**Exercise inputs**

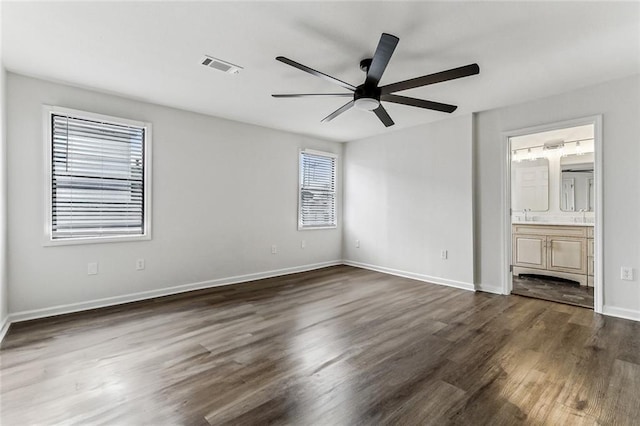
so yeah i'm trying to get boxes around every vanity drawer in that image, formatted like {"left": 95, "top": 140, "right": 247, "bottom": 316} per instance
{"left": 512, "top": 224, "right": 588, "bottom": 238}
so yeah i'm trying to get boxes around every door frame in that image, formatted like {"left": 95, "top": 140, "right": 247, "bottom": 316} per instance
{"left": 501, "top": 115, "right": 603, "bottom": 313}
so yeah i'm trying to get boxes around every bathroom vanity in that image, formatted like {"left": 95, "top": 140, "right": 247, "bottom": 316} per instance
{"left": 512, "top": 223, "right": 594, "bottom": 286}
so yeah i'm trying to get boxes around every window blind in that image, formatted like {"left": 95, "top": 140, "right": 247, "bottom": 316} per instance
{"left": 299, "top": 151, "right": 336, "bottom": 228}
{"left": 51, "top": 114, "right": 145, "bottom": 239}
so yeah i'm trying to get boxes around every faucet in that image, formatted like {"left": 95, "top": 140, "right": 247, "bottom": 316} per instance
{"left": 523, "top": 209, "right": 530, "bottom": 222}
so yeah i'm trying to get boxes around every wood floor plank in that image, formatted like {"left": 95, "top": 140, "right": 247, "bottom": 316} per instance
{"left": 600, "top": 359, "right": 640, "bottom": 425}
{"left": 1, "top": 265, "right": 639, "bottom": 425}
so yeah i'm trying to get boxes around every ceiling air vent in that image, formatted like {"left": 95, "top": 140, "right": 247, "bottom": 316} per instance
{"left": 200, "top": 55, "right": 243, "bottom": 75}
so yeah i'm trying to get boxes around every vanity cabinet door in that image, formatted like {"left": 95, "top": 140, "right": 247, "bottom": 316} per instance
{"left": 513, "top": 234, "right": 546, "bottom": 269}
{"left": 547, "top": 236, "right": 587, "bottom": 274}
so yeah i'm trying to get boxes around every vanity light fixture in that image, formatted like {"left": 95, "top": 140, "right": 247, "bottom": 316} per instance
{"left": 512, "top": 137, "right": 594, "bottom": 162}
{"left": 543, "top": 140, "right": 566, "bottom": 158}
{"left": 542, "top": 140, "right": 565, "bottom": 151}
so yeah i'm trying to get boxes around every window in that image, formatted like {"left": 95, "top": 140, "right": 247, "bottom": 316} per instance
{"left": 299, "top": 150, "right": 337, "bottom": 229}
{"left": 44, "top": 106, "right": 151, "bottom": 245}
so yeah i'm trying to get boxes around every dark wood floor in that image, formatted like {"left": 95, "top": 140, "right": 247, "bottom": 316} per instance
{"left": 1, "top": 265, "right": 639, "bottom": 425}
{"left": 512, "top": 274, "right": 595, "bottom": 309}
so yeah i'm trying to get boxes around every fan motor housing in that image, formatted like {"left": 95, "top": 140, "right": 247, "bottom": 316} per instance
{"left": 353, "top": 85, "right": 381, "bottom": 110}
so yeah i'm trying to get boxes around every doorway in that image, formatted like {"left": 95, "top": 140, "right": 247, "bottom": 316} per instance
{"left": 502, "top": 116, "right": 603, "bottom": 312}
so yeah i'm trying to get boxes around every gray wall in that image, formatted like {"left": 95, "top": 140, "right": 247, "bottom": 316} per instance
{"left": 343, "top": 115, "right": 474, "bottom": 289}
{"left": 6, "top": 73, "right": 343, "bottom": 317}
{"left": 475, "top": 74, "right": 640, "bottom": 319}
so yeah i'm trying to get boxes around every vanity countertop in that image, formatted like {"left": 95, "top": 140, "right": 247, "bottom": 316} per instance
{"left": 512, "top": 221, "right": 594, "bottom": 227}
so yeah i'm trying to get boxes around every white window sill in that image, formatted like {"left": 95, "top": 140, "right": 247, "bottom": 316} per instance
{"left": 298, "top": 225, "right": 338, "bottom": 231}
{"left": 43, "top": 234, "right": 151, "bottom": 247}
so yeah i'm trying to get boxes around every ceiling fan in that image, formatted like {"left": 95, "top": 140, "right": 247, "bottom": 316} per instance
{"left": 272, "top": 33, "right": 480, "bottom": 127}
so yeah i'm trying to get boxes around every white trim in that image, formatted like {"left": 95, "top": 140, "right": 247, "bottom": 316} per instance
{"left": 0, "top": 315, "right": 10, "bottom": 343}
{"left": 46, "top": 105, "right": 148, "bottom": 128}
{"left": 298, "top": 225, "right": 338, "bottom": 231}
{"left": 343, "top": 260, "right": 475, "bottom": 292}
{"left": 501, "top": 130, "right": 512, "bottom": 296}
{"left": 501, "top": 115, "right": 603, "bottom": 314}
{"left": 298, "top": 148, "right": 338, "bottom": 230}
{"left": 593, "top": 115, "right": 603, "bottom": 314}
{"left": 475, "top": 284, "right": 503, "bottom": 295}
{"left": 300, "top": 148, "right": 337, "bottom": 159}
{"left": 42, "top": 233, "right": 152, "bottom": 247}
{"left": 43, "top": 107, "right": 52, "bottom": 245}
{"left": 41, "top": 105, "right": 153, "bottom": 246}
{"left": 7, "top": 260, "right": 342, "bottom": 324}
{"left": 602, "top": 305, "right": 640, "bottom": 322}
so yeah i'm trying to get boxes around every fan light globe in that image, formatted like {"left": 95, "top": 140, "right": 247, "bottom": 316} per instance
{"left": 354, "top": 97, "right": 380, "bottom": 111}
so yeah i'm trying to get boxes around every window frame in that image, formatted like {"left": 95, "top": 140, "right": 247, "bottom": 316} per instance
{"left": 298, "top": 149, "right": 338, "bottom": 231}
{"left": 42, "top": 105, "right": 152, "bottom": 246}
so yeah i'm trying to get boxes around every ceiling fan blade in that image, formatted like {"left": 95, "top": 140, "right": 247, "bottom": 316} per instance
{"left": 276, "top": 56, "right": 356, "bottom": 91}
{"left": 381, "top": 94, "right": 457, "bottom": 113}
{"left": 380, "top": 63, "right": 480, "bottom": 95}
{"left": 373, "top": 104, "right": 395, "bottom": 127}
{"left": 365, "top": 33, "right": 399, "bottom": 87}
{"left": 321, "top": 100, "right": 354, "bottom": 123}
{"left": 272, "top": 93, "right": 353, "bottom": 98}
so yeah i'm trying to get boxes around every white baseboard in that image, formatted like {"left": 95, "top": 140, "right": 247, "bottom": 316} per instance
{"left": 343, "top": 260, "right": 475, "bottom": 292}
{"left": 475, "top": 284, "right": 504, "bottom": 295}
{"left": 7, "top": 260, "right": 342, "bottom": 325}
{"left": 0, "top": 315, "right": 10, "bottom": 344}
{"left": 602, "top": 305, "right": 640, "bottom": 322}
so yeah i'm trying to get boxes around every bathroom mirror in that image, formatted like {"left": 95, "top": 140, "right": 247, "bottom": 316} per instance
{"left": 511, "top": 158, "right": 549, "bottom": 212}
{"left": 560, "top": 153, "right": 594, "bottom": 212}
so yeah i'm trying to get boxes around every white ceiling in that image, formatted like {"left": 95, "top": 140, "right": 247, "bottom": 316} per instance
{"left": 2, "top": 1, "right": 639, "bottom": 142}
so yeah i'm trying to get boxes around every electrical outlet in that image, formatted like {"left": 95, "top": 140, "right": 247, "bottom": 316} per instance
{"left": 621, "top": 267, "right": 634, "bottom": 281}
{"left": 87, "top": 262, "right": 98, "bottom": 275}
{"left": 301, "top": 240, "right": 306, "bottom": 249}
{"left": 356, "top": 240, "right": 360, "bottom": 248}
{"left": 271, "top": 245, "right": 277, "bottom": 254}
{"left": 136, "top": 258, "right": 145, "bottom": 271}
{"left": 441, "top": 249, "right": 448, "bottom": 260}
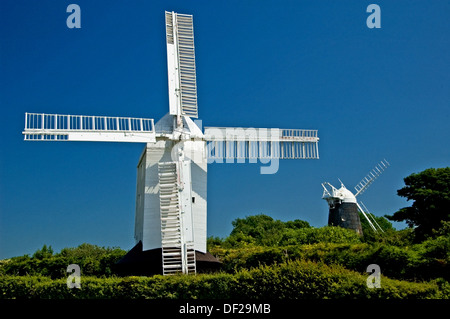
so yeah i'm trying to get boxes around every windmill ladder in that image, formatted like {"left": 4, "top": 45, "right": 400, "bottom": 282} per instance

**About this exercise**
An exact copy of the listing above is to be set down, with no pictures in it.

**Output below**
so yeah i'm trying to get boxes around every vanity drawer in that image, formatted like {"left": 95, "top": 140, "right": 247, "bottom": 316} per instance
{"left": 512, "top": 224, "right": 588, "bottom": 238}
so yeah i'm trying to get boxes around every door frame in that image, formatted like {"left": 95, "top": 140, "right": 247, "bottom": 316} per instance
{"left": 501, "top": 115, "right": 603, "bottom": 313}
so yeah i'm trying to get boxes around every bathroom vanity in that image, formatted like {"left": 95, "top": 140, "right": 247, "bottom": 316} per instance
{"left": 512, "top": 223, "right": 594, "bottom": 286}
so yeah i'm trying to get boxes around every window blind in that image, formatted like {"left": 95, "top": 140, "right": 247, "bottom": 316} per instance
{"left": 299, "top": 151, "right": 336, "bottom": 228}
{"left": 51, "top": 114, "right": 145, "bottom": 239}
so yeah i'm trying to get boxes around every faucet in that image, formatted like {"left": 95, "top": 140, "right": 247, "bottom": 316} per instance
{"left": 523, "top": 209, "right": 530, "bottom": 222}
so yeah i'm trying to get boxes around every wood floor plank in that image, formatted like {"left": 95, "top": 140, "right": 247, "bottom": 316} per instance
{"left": 600, "top": 359, "right": 640, "bottom": 425}
{"left": 1, "top": 265, "right": 639, "bottom": 425}
so yeah i'm trying to get boxes around every ceiling air vent in that image, formatted like {"left": 95, "top": 140, "right": 247, "bottom": 316} per instance
{"left": 200, "top": 55, "right": 243, "bottom": 75}
so yeah i'm trying to get boxes around every vanity cabinet door in that image, formatted like {"left": 95, "top": 140, "right": 247, "bottom": 316} per instance
{"left": 513, "top": 234, "right": 546, "bottom": 269}
{"left": 547, "top": 236, "right": 587, "bottom": 274}
so yeah i'm trying to get boxes around every vanity light fixture in that image, formatted like {"left": 95, "top": 140, "right": 247, "bottom": 316} per instance
{"left": 512, "top": 137, "right": 594, "bottom": 162}
{"left": 543, "top": 140, "right": 566, "bottom": 158}
{"left": 542, "top": 140, "right": 565, "bottom": 151}
so yeah i'm trying to get boxes around every window in that image, formatted like {"left": 95, "top": 140, "right": 247, "bottom": 316} per instance
{"left": 299, "top": 150, "right": 337, "bottom": 229}
{"left": 44, "top": 106, "right": 151, "bottom": 245}
so yeah i'm trying to get boxes around every dark wood floor in that image, formatted like {"left": 95, "top": 140, "right": 247, "bottom": 316} per instance
{"left": 1, "top": 265, "right": 639, "bottom": 425}
{"left": 512, "top": 274, "right": 595, "bottom": 309}
so yeah i'm trying to get boxes around every fan motor housing in that image, formatted like {"left": 95, "top": 140, "right": 247, "bottom": 316} per instance
{"left": 353, "top": 85, "right": 381, "bottom": 110}
so yeah i'm trying to get boxes around every doorway in that image, formatted like {"left": 95, "top": 140, "right": 247, "bottom": 316} per instance
{"left": 502, "top": 116, "right": 603, "bottom": 312}
so yeah i'm trying to get boxes around every gray wall in that image, formatted like {"left": 95, "top": 140, "right": 247, "bottom": 316} per instance
{"left": 343, "top": 115, "right": 474, "bottom": 289}
{"left": 6, "top": 73, "right": 343, "bottom": 317}
{"left": 475, "top": 74, "right": 640, "bottom": 319}
so yeah i'm trying to get boxes around every vanity countertop in that image, formatted like {"left": 95, "top": 140, "right": 247, "bottom": 316} per instance
{"left": 512, "top": 221, "right": 594, "bottom": 227}
so yeah i'm trying to get boxes around every white window sill in that image, formatted like {"left": 95, "top": 140, "right": 247, "bottom": 316} per instance
{"left": 298, "top": 225, "right": 338, "bottom": 231}
{"left": 43, "top": 234, "right": 151, "bottom": 247}
so yeah i'm trying to get boxes around every ceiling fan in that image, formatted like {"left": 95, "top": 140, "right": 247, "bottom": 316} per instance
{"left": 272, "top": 33, "right": 480, "bottom": 127}
so yeah i'm trying to get boxes around every white trim in that image, formatted like {"left": 95, "top": 140, "right": 247, "bottom": 316} per instance
{"left": 0, "top": 315, "right": 10, "bottom": 343}
{"left": 46, "top": 105, "right": 148, "bottom": 128}
{"left": 298, "top": 225, "right": 338, "bottom": 231}
{"left": 343, "top": 260, "right": 475, "bottom": 292}
{"left": 501, "top": 130, "right": 512, "bottom": 296}
{"left": 501, "top": 115, "right": 603, "bottom": 314}
{"left": 298, "top": 148, "right": 338, "bottom": 230}
{"left": 593, "top": 115, "right": 603, "bottom": 314}
{"left": 475, "top": 284, "right": 503, "bottom": 295}
{"left": 300, "top": 148, "right": 337, "bottom": 159}
{"left": 42, "top": 233, "right": 152, "bottom": 247}
{"left": 43, "top": 107, "right": 52, "bottom": 245}
{"left": 41, "top": 105, "right": 153, "bottom": 246}
{"left": 7, "top": 260, "right": 342, "bottom": 324}
{"left": 602, "top": 305, "right": 640, "bottom": 322}
so yeah i'm trying to get boxes around every fan light globe in that image, formatted like {"left": 95, "top": 140, "right": 247, "bottom": 316} per instance
{"left": 354, "top": 97, "right": 380, "bottom": 111}
so yeah i'm trying to get boxes around every window frame in that image, formatted like {"left": 95, "top": 140, "right": 247, "bottom": 316} per instance
{"left": 298, "top": 149, "right": 338, "bottom": 231}
{"left": 42, "top": 105, "right": 152, "bottom": 246}
so yeah i'm trying to get boxes around every ceiling fan blade in that image, formatted like {"left": 95, "top": 140, "right": 247, "bottom": 316} per instance
{"left": 276, "top": 56, "right": 356, "bottom": 91}
{"left": 381, "top": 94, "right": 457, "bottom": 113}
{"left": 380, "top": 63, "right": 480, "bottom": 95}
{"left": 373, "top": 104, "right": 395, "bottom": 127}
{"left": 365, "top": 33, "right": 399, "bottom": 87}
{"left": 321, "top": 100, "right": 354, "bottom": 123}
{"left": 272, "top": 93, "right": 353, "bottom": 98}
so yeah i'm trying to get boxes around every white baseboard in that image, formatted like {"left": 95, "top": 140, "right": 247, "bottom": 316} per instance
{"left": 343, "top": 260, "right": 475, "bottom": 292}
{"left": 475, "top": 284, "right": 504, "bottom": 295}
{"left": 7, "top": 260, "right": 342, "bottom": 325}
{"left": 0, "top": 315, "right": 10, "bottom": 344}
{"left": 602, "top": 305, "right": 640, "bottom": 322}
so yeah i'm trying to get boxes around every bathroom mirror in that image, formatted like {"left": 95, "top": 140, "right": 247, "bottom": 316} per instance
{"left": 511, "top": 158, "right": 549, "bottom": 212}
{"left": 560, "top": 153, "right": 594, "bottom": 212}
so yeah i'm trying to get boxes around every white ceiling in that image, formatted like {"left": 95, "top": 140, "right": 247, "bottom": 316} per instance
{"left": 2, "top": 1, "right": 639, "bottom": 142}
so yeah i'm trying to get boxes around every electrical outlet in that image, formatted like {"left": 95, "top": 140, "right": 247, "bottom": 316} per instance
{"left": 621, "top": 267, "right": 634, "bottom": 281}
{"left": 87, "top": 262, "right": 98, "bottom": 275}
{"left": 301, "top": 240, "right": 306, "bottom": 249}
{"left": 356, "top": 240, "right": 360, "bottom": 248}
{"left": 271, "top": 245, "right": 277, "bottom": 254}
{"left": 136, "top": 258, "right": 145, "bottom": 271}
{"left": 441, "top": 249, "right": 448, "bottom": 260}
so yeah i'm trying to get boxes around every windmill ladder in that image, formatted like {"left": 4, "top": 45, "right": 400, "bottom": 282} per instance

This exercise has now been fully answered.